[SET TASK]: Continue the article below on whether the tech bull market is driving the dollar, starting after its final paragraph.

[EXCERPT]:
(begin)

IS THE TECH BULL MARKET DRIVING THE DOLLAR?
Most macro models would predict significant dollar weakness, which has failed to materialise. Perhaps the tech cycle is also a macro variable?
I first took an interest in currency markets during the Asian Financial Crisis. My first observation at the time was that governments and central banks seem to have little control over their exchange rates. Japan constantly tried to weaken its exchange rate and failed. Asian nations tried to maintain pegs to the dollar and failed. The Swiss tried to peg to the Euro and failed. The overwhelming impression was that private capital flows would overwhelm official actions. The twin deficit model, which shows the direction of the US fiscal and current account deficits would imply much greater dollar weakness than we have seen.
Historically we have also come to expect commodity strength to be associated with dollar weakness. This relationship has also broken down.
This unusual scenario of US dollar strength and commodity strength has bled into very unusual macro data. Australia has very rarely run a trade surplus, as usually the Australian dollar adjusts higher to improving commodity prices. However this has not happened this time.
The breakdown in commodity currencies correlation to commodities adds to the breakdown in safe haven currencies reaction to bond yields. The Yen used to move closely with movements in the spread between US and Japanese bond yields. But over the last few years, this relationship has also largely broken down.

(end)

[INFORMATION SHOWN]:
(begin)

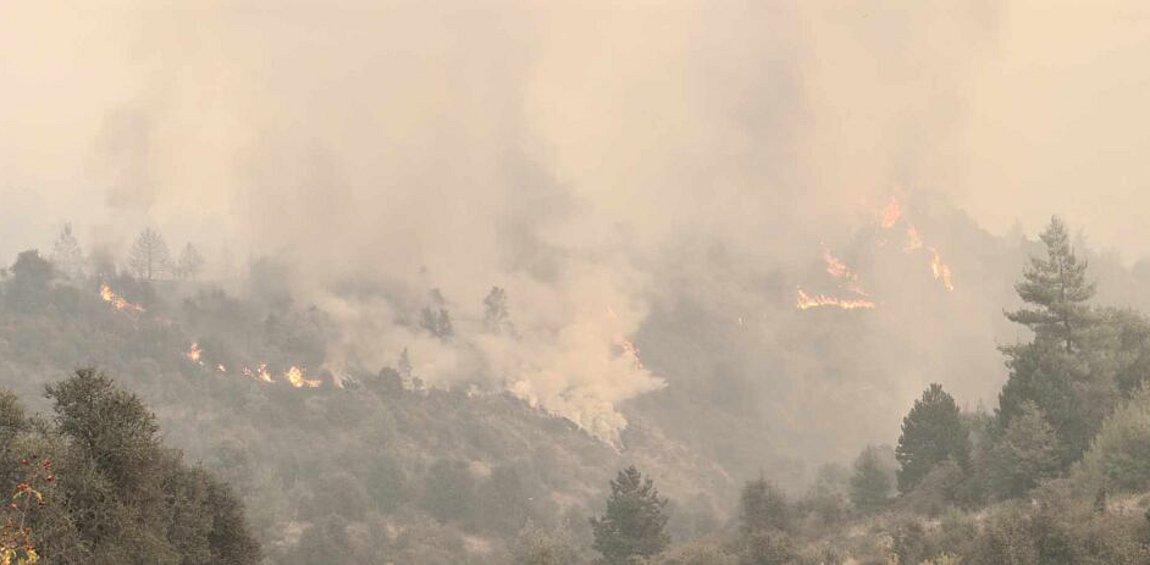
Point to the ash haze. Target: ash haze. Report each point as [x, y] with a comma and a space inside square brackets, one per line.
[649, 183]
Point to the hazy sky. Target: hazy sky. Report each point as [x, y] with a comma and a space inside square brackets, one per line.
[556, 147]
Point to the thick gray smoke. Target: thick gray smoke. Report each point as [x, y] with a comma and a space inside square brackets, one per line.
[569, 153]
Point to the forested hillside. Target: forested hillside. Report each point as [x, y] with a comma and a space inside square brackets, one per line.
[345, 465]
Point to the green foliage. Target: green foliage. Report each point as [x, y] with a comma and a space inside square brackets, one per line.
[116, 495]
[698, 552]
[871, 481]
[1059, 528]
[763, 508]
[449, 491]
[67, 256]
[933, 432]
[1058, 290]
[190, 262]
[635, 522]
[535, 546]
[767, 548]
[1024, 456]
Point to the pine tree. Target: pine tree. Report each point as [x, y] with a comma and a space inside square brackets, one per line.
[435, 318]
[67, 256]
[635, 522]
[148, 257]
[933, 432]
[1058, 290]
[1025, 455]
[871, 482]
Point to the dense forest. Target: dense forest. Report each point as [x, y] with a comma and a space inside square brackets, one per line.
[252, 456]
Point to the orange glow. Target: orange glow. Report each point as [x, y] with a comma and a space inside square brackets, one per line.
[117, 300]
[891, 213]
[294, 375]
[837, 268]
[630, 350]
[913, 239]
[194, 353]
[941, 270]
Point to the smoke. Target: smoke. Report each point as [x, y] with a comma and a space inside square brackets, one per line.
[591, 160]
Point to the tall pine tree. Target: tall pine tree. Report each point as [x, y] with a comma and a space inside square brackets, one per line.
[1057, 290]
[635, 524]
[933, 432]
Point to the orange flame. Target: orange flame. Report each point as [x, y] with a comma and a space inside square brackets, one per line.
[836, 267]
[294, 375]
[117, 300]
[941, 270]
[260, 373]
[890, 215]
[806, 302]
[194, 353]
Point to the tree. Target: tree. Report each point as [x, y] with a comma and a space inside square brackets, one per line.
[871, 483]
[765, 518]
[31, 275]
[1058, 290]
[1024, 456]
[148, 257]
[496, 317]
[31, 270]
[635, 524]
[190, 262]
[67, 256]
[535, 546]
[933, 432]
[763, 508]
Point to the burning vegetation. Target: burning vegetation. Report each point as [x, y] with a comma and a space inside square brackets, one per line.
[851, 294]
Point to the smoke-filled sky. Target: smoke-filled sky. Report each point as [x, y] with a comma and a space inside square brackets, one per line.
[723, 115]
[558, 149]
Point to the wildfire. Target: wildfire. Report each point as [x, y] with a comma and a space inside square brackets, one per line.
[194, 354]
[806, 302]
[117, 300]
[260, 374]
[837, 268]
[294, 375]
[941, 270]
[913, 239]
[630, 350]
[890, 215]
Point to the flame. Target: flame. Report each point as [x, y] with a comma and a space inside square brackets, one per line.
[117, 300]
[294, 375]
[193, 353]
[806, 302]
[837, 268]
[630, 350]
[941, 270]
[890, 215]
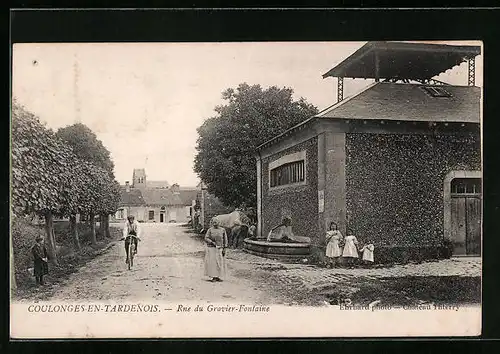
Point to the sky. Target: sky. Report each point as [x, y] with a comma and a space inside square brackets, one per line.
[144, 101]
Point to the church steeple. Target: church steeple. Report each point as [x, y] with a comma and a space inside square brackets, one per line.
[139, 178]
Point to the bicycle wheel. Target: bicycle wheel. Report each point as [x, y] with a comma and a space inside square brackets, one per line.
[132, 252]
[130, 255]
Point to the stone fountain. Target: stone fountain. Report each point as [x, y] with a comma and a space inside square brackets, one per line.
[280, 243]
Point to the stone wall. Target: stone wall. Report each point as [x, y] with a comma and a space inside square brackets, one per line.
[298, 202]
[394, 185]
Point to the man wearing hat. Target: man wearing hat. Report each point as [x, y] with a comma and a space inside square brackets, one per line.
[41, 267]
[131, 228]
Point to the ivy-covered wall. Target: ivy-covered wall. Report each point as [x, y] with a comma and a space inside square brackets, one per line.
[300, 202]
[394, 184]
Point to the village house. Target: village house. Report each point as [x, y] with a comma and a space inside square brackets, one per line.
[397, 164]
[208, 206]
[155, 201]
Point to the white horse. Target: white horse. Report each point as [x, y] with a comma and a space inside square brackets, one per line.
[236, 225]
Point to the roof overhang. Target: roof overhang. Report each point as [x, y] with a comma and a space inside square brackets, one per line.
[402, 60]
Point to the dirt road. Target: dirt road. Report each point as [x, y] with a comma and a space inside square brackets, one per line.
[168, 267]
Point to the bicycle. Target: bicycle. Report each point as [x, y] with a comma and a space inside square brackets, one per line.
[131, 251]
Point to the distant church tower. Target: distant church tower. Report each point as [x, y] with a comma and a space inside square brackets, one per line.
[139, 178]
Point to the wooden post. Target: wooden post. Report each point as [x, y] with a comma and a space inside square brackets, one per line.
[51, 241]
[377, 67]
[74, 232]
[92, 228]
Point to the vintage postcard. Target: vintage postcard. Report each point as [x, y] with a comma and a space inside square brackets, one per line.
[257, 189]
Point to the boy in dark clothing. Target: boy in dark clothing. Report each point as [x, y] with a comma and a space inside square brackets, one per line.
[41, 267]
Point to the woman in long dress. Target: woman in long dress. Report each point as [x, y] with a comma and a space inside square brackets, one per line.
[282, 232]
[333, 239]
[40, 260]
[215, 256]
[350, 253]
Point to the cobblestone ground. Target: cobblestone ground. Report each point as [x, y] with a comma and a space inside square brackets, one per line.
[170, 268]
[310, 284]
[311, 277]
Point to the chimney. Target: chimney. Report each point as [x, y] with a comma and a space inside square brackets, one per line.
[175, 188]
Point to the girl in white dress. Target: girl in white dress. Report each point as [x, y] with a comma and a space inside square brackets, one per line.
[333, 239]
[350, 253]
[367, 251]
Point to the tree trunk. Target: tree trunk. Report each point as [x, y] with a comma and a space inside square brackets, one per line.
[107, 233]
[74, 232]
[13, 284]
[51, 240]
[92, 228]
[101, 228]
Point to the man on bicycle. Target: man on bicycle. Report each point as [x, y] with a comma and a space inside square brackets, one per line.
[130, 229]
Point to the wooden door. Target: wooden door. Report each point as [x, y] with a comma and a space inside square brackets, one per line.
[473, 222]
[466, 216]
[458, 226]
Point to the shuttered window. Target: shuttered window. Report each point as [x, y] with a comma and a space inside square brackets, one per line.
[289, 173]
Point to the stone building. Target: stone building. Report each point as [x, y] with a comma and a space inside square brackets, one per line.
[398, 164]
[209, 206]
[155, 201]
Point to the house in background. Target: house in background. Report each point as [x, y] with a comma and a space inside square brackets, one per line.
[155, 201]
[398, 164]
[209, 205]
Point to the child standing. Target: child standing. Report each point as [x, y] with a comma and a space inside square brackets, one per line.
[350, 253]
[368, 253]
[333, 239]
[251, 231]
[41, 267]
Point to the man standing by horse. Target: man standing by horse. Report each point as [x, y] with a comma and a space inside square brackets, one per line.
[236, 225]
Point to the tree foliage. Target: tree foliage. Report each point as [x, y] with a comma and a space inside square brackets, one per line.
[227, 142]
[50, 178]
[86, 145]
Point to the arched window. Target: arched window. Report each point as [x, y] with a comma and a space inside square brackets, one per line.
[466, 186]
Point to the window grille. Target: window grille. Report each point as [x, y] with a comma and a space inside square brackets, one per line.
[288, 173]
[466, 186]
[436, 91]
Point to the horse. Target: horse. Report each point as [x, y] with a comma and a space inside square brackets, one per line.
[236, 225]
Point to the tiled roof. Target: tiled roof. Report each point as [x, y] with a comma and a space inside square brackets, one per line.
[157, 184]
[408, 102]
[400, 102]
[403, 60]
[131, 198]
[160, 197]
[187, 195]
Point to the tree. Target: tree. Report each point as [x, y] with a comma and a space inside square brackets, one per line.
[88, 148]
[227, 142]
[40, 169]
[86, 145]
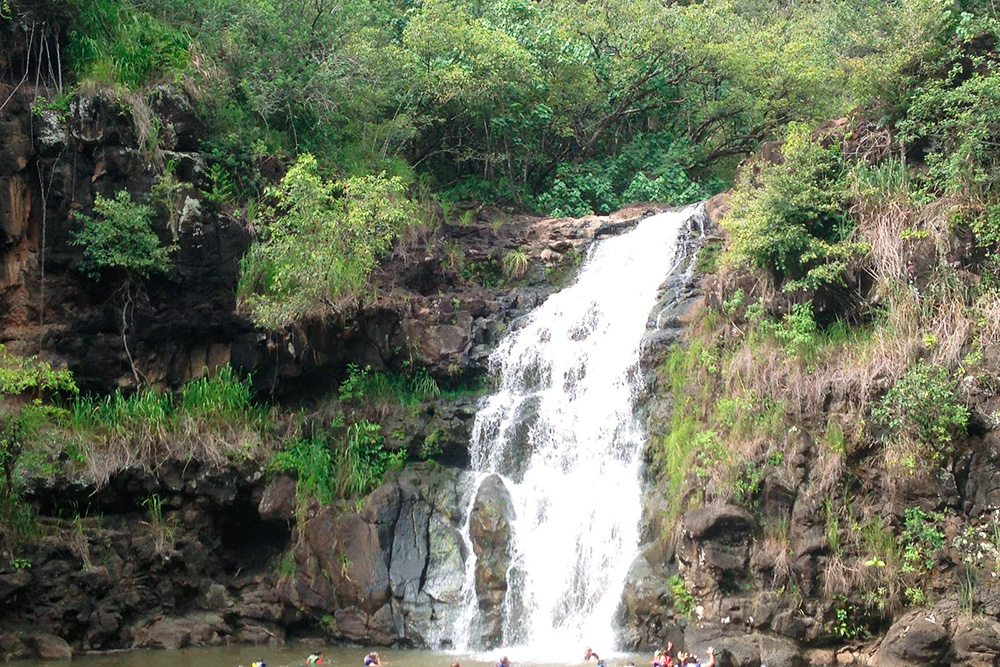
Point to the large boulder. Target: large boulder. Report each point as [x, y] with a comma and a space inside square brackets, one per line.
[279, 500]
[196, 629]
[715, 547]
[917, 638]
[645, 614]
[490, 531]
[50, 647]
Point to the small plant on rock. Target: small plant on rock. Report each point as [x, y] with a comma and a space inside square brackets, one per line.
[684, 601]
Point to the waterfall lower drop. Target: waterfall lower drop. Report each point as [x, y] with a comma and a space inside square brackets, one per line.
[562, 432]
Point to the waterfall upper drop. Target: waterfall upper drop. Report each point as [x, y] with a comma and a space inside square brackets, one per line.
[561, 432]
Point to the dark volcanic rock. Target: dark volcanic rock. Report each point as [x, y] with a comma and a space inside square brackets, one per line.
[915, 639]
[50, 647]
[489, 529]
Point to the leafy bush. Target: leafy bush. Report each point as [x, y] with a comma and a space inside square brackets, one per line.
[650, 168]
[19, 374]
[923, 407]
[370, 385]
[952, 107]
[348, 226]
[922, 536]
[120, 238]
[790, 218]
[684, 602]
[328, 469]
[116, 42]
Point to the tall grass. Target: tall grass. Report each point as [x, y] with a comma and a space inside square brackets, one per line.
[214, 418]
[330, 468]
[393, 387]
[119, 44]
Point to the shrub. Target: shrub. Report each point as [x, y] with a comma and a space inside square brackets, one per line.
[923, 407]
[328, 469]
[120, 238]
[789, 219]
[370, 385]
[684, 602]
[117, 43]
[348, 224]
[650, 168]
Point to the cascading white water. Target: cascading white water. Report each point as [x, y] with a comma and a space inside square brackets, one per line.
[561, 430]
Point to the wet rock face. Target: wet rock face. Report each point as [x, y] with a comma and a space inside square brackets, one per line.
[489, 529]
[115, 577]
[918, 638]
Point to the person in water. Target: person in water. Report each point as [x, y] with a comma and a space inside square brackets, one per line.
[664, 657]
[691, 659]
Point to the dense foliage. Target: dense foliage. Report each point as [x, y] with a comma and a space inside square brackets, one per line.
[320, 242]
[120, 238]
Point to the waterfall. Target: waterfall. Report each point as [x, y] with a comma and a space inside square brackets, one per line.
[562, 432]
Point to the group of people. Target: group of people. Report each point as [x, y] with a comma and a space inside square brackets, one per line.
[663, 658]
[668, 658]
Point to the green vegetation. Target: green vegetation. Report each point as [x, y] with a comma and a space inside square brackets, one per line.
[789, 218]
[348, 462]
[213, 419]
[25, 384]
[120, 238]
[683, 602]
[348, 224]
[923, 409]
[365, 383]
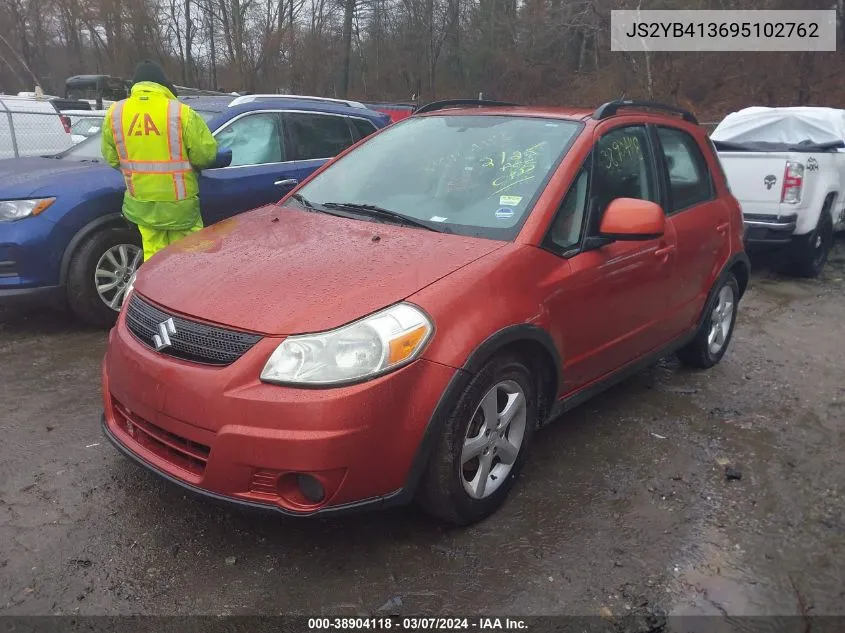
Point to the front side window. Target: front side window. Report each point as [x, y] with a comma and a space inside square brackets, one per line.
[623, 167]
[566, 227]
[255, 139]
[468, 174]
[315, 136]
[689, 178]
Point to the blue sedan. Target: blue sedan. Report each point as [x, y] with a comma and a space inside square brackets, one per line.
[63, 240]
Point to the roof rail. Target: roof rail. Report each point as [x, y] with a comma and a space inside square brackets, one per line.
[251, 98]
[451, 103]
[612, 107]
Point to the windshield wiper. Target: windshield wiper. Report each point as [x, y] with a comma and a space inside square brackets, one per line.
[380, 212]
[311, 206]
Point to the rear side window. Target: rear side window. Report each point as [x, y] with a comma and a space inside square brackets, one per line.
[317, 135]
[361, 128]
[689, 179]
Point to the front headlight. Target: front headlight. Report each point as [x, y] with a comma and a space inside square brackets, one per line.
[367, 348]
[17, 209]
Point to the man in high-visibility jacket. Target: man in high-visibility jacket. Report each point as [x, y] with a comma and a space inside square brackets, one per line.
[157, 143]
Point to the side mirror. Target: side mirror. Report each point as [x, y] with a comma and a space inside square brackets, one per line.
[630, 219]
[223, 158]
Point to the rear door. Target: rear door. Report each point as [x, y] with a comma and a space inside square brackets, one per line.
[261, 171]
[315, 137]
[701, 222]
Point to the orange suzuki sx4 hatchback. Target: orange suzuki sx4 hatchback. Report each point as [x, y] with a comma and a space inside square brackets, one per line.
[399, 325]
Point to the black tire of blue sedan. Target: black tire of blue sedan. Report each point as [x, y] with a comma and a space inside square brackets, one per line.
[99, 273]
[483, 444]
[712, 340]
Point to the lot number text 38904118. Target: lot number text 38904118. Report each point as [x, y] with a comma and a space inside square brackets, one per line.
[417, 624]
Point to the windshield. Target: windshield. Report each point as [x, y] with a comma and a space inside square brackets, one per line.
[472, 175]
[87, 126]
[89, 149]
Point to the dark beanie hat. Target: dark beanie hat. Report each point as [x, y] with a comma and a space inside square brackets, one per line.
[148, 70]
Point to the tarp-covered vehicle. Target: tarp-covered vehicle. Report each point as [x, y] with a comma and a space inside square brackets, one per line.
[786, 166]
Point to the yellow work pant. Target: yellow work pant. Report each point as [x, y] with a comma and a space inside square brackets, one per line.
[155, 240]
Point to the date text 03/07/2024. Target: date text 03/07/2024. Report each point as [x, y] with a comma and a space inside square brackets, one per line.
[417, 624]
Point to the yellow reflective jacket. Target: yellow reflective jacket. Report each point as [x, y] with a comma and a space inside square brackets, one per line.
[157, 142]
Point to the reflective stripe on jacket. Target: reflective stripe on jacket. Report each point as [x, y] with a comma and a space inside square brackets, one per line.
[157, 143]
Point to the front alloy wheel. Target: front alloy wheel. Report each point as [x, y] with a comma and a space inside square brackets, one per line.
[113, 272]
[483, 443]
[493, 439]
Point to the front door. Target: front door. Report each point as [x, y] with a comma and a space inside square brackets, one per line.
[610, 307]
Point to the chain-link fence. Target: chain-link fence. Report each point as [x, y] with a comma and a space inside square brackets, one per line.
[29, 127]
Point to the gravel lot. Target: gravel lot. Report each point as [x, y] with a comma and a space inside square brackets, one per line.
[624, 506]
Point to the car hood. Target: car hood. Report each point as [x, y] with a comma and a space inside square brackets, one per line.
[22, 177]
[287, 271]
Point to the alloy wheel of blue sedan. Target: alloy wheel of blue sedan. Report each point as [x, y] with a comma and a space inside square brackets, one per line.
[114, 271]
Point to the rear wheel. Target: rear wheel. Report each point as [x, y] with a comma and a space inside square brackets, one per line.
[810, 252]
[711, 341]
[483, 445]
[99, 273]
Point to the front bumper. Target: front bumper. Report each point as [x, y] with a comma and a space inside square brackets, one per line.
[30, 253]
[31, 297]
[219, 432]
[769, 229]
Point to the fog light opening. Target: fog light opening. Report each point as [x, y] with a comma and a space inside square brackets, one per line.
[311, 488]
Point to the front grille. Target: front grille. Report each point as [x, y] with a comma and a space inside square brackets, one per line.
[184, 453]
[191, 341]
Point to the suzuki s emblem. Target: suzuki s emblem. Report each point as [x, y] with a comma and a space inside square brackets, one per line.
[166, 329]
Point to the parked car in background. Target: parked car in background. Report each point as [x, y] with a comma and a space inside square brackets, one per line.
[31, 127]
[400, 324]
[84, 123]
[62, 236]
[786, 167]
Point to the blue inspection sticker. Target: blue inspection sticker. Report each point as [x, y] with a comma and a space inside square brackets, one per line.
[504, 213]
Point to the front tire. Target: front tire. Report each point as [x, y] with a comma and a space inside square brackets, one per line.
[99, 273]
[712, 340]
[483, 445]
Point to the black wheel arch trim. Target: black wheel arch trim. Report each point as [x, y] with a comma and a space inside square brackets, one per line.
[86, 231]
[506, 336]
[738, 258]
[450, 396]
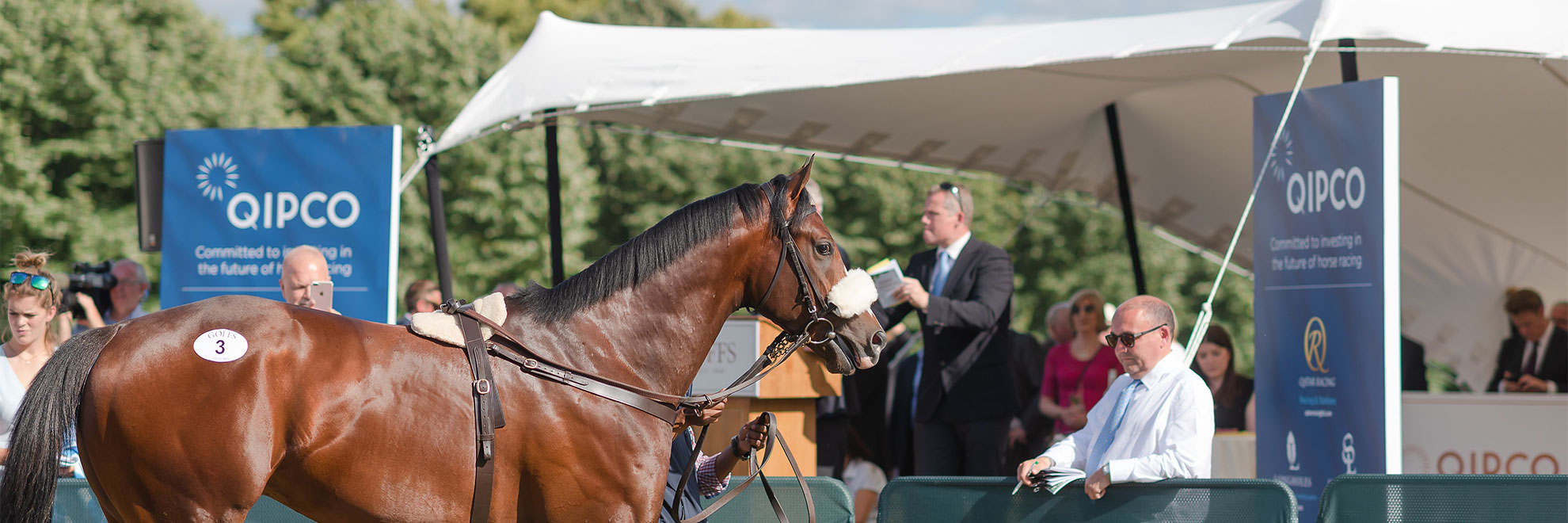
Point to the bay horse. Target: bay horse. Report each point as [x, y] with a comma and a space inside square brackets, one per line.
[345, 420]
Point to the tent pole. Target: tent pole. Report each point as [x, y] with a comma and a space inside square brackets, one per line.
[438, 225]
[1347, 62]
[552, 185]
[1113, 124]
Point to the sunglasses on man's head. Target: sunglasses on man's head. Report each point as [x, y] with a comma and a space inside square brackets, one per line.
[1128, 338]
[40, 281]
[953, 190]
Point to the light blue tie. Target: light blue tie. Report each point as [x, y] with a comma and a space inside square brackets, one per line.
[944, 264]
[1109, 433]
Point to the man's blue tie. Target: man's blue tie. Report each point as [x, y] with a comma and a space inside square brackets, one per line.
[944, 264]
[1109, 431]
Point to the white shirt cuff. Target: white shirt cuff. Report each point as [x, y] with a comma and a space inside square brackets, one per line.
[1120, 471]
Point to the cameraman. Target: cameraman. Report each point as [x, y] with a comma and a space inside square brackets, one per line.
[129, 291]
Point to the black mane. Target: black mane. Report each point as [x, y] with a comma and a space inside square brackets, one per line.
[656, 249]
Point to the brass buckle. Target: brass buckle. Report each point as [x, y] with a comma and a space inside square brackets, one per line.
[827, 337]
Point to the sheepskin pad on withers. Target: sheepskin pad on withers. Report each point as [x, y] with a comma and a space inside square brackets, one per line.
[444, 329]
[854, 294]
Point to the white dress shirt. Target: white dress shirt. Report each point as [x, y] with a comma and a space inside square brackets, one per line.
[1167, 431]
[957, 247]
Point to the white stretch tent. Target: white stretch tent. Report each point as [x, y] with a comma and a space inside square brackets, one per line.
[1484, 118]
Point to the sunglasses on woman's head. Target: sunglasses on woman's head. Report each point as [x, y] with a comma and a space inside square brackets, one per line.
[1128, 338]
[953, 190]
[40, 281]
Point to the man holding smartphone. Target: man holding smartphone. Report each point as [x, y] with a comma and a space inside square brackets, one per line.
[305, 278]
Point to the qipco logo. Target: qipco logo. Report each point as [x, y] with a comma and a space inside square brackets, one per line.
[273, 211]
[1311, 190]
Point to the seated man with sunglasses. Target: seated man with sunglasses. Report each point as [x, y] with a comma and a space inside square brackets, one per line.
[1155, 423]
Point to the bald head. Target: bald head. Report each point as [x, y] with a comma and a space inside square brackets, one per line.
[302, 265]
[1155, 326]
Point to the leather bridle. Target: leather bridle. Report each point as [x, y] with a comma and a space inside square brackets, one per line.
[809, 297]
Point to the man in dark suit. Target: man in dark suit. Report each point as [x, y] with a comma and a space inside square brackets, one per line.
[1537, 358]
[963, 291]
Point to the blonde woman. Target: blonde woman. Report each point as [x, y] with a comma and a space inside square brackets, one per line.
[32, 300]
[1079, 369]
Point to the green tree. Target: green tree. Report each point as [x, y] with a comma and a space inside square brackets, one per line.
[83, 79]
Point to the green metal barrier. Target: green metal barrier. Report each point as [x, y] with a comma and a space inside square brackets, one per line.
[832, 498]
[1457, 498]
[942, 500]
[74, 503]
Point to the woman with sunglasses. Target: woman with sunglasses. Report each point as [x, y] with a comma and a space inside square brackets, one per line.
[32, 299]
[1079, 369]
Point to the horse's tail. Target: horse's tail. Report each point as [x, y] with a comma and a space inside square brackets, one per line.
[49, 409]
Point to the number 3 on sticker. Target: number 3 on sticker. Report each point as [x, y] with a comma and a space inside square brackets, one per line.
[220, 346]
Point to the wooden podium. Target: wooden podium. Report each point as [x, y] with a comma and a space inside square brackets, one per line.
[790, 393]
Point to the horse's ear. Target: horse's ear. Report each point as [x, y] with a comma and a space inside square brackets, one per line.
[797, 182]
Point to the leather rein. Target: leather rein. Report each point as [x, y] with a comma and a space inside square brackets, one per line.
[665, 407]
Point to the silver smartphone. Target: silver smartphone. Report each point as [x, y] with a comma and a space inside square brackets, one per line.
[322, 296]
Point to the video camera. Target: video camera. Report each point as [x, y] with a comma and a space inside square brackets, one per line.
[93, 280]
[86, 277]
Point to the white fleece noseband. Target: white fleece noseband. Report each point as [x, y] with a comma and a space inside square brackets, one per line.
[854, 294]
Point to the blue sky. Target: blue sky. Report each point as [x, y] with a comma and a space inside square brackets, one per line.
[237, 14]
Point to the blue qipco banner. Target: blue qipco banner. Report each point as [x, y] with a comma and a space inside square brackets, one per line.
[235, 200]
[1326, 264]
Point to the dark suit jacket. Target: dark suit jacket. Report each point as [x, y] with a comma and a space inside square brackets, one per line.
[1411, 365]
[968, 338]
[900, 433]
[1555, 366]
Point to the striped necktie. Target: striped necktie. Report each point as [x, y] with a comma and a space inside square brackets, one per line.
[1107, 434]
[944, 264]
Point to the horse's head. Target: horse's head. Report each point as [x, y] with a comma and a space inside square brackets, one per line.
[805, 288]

(end)

[FINAL RESULT]:
So if twin deficits, commodities and bond yields have no effect on currencies anymore, what does? One idea I have is that the bursting of the dot com bubble just happened to coincide with the beginning of a commodity super cycle. That is dollar weakness had far more to do with the bear market in tech, than a bull market in commodities and emerging markets. Its an intriguing idea. One tech sector that is data rich and homogenous across regions is semiconductors. Using data from www.semiconductor.org we can get an idea of changes in the industry as well as regionally. Just looking at sales by region, we can see that Americas has grown sales dramatically since 2010, while Europe and Japan has lagged, in line with equity market performance.
Perhaps more interesting is that Japan began to grow its semiconductor industry in 1980s, and had greater sales than the US for a few years. This coincided with significant outperformance of the Nikkei versus the US.
Asia is now by far the biggest semiconductor market in the world, and China the largest single market. However in contrast to Japan of the 1980s which used indigenous chips, most of China’s semiconductors are made by US companies with facilities in Asia. The below information is taken from the 2021 Semiconductor Industry Association Factbook.
There is something intuitively correct about the leading market in semiconductors also having the leading equity market. Unlike most products, humans continue to consume more semiconductors per capita, a process that is likely to continue with the electric vehicle revolution. In fact the big delta in the semiconductor industry is pricing not volume. Using TSMC quarterly results, we can see that TSMC always grows volume, but from 2001 to 2011 saw falling pricing, and has seen rising pricing since then.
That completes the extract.